* **REQUIRED ACTION**
Write only the number of lines in the data that contain the word "front".

[Opening MATERIAL FOR THE TASK section]

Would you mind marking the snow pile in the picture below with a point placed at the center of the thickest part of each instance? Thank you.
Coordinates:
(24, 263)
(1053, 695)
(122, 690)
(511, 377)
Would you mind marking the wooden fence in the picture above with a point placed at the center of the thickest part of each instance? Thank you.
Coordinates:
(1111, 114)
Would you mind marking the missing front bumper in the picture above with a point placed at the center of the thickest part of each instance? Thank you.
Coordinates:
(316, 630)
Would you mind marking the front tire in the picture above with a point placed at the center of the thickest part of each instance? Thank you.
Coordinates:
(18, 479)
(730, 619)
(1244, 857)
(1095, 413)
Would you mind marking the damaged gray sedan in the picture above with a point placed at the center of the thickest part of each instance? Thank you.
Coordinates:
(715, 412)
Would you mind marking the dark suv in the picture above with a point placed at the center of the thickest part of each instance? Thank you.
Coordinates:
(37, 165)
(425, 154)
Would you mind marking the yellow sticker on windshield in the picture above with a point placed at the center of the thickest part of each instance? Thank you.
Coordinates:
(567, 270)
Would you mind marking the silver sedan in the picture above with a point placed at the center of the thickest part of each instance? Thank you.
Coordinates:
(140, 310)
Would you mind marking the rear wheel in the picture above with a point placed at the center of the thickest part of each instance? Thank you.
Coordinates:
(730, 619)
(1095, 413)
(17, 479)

[Closing MATERIAL FOR THE TASK section]

* **SOLUTION BELOW**
2